-- Start --

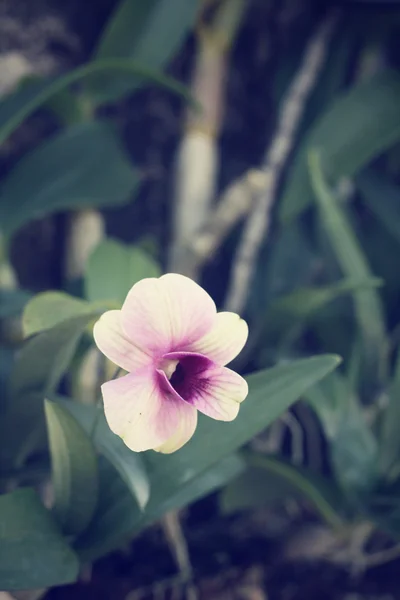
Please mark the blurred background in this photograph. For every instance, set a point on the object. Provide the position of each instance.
(253, 145)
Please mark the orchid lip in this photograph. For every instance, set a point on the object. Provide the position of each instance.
(180, 373)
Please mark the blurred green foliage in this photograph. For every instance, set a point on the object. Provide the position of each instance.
(327, 283)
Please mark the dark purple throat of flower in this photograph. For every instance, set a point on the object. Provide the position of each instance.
(185, 373)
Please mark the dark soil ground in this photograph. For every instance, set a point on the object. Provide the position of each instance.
(232, 557)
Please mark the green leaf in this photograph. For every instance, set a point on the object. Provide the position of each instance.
(149, 32)
(12, 302)
(382, 197)
(16, 107)
(33, 553)
(44, 359)
(353, 447)
(389, 439)
(271, 479)
(361, 124)
(118, 517)
(74, 470)
(368, 308)
(271, 392)
(113, 268)
(354, 452)
(329, 399)
(129, 464)
(82, 166)
(302, 303)
(38, 369)
(48, 309)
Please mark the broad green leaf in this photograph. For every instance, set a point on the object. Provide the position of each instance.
(354, 452)
(271, 392)
(16, 107)
(67, 106)
(129, 464)
(330, 399)
(74, 470)
(360, 125)
(48, 309)
(389, 439)
(149, 32)
(118, 517)
(382, 197)
(302, 303)
(82, 166)
(368, 308)
(33, 554)
(38, 369)
(113, 268)
(43, 359)
(271, 479)
(353, 447)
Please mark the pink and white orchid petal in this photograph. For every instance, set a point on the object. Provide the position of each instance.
(139, 411)
(113, 342)
(224, 341)
(165, 314)
(218, 393)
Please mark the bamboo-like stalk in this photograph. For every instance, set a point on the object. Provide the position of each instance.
(197, 156)
(275, 161)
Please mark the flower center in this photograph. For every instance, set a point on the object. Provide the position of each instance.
(185, 374)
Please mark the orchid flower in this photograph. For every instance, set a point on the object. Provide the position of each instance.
(174, 345)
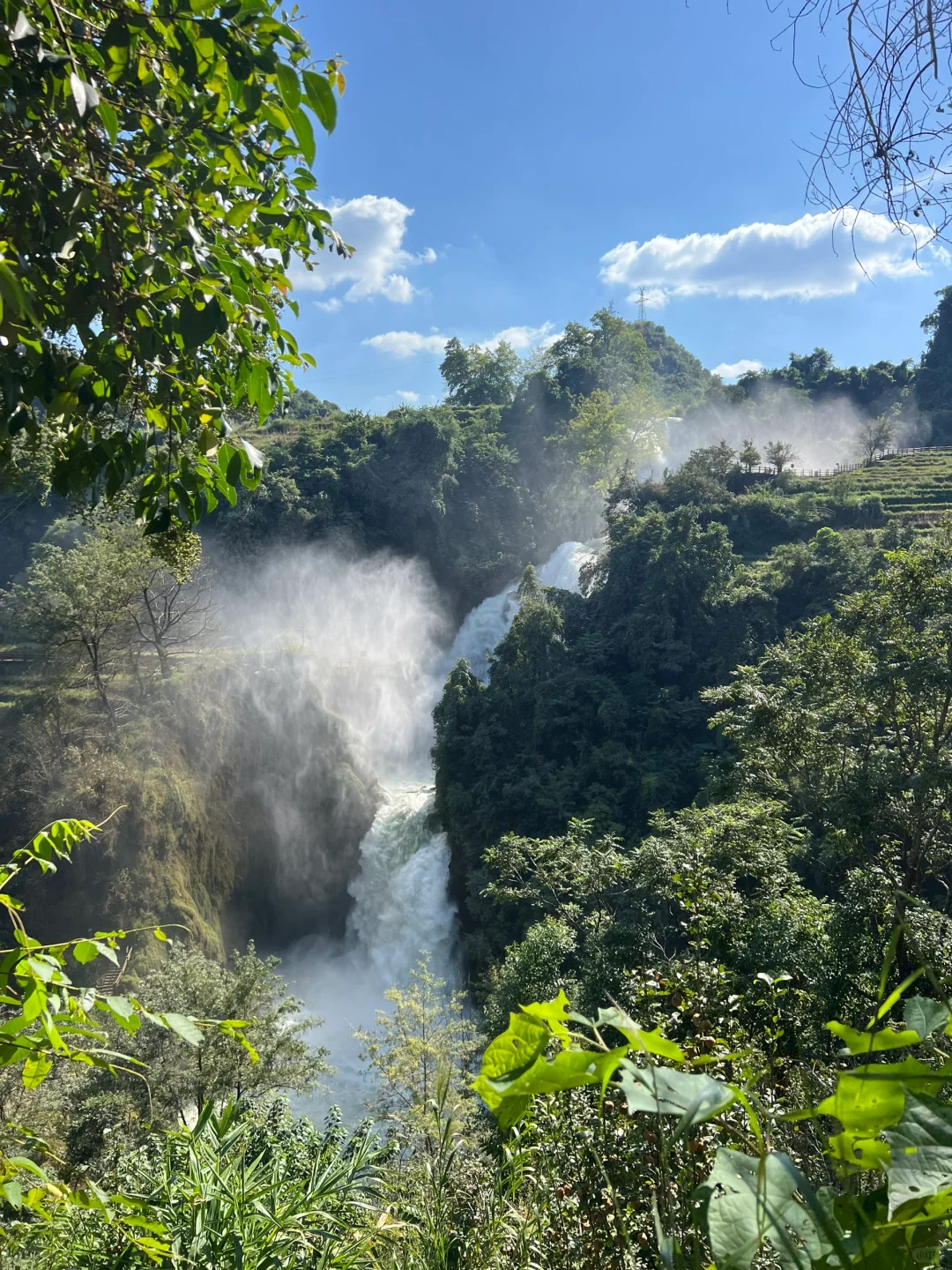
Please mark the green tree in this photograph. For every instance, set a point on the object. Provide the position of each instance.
(779, 455)
(609, 430)
(874, 436)
(75, 602)
(94, 602)
(749, 456)
(933, 380)
(49, 1022)
(480, 376)
(182, 1081)
(420, 1052)
(850, 721)
(155, 188)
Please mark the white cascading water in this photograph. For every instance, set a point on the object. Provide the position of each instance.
(401, 905)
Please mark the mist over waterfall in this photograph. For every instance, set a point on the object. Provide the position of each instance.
(368, 637)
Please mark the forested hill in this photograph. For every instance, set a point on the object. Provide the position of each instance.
(507, 467)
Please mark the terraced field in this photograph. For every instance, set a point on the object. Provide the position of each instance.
(914, 485)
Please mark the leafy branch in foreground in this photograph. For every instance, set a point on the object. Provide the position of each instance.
(45, 1018)
(155, 188)
(895, 1134)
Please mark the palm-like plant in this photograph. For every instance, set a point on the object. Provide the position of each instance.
(221, 1197)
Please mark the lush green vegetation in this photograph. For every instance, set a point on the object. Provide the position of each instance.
(700, 814)
(911, 485)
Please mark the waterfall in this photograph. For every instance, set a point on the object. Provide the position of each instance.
(401, 907)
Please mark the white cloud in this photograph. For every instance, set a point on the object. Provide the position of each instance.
(406, 343)
(819, 256)
(519, 338)
(376, 228)
(734, 370)
(409, 343)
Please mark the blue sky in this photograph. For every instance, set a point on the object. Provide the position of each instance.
(514, 167)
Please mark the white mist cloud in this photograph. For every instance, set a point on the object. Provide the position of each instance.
(376, 228)
(819, 256)
(521, 338)
(406, 343)
(734, 370)
(410, 343)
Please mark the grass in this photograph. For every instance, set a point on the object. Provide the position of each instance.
(911, 485)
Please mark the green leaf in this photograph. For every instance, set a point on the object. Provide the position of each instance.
(874, 1042)
(643, 1042)
(320, 98)
(288, 86)
(303, 132)
(871, 1097)
(13, 1194)
(36, 1070)
(121, 1006)
(925, 1016)
(198, 325)
(516, 1050)
(566, 1071)
(86, 952)
(111, 121)
(753, 1201)
(554, 1013)
(185, 1027)
(859, 1149)
(661, 1091)
(920, 1152)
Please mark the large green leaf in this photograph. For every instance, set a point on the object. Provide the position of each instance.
(663, 1091)
(871, 1097)
(920, 1151)
(874, 1042)
(752, 1201)
(320, 98)
(925, 1016)
(554, 1013)
(639, 1038)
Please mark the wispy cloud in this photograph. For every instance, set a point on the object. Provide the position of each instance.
(521, 338)
(819, 256)
(734, 370)
(410, 343)
(376, 228)
(406, 343)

-- End --

**STATED PROBLEM**
Print again the material above, limited to the lines from the one holding "Please mark the large" through the last, inclusive.

**THE COMPLETED TASK**
Please mark the large green leaf in this photograph. For every instance, set a point on the object. Provide the position of each instance.
(663, 1091)
(871, 1097)
(920, 1151)
(874, 1042)
(752, 1201)
(320, 98)
(925, 1016)
(554, 1013)
(639, 1038)
Please mark the wispy cloud in this photograph. For every instance, set a point on the object. Provide the position of each instance.
(521, 338)
(819, 256)
(734, 370)
(410, 343)
(376, 228)
(406, 343)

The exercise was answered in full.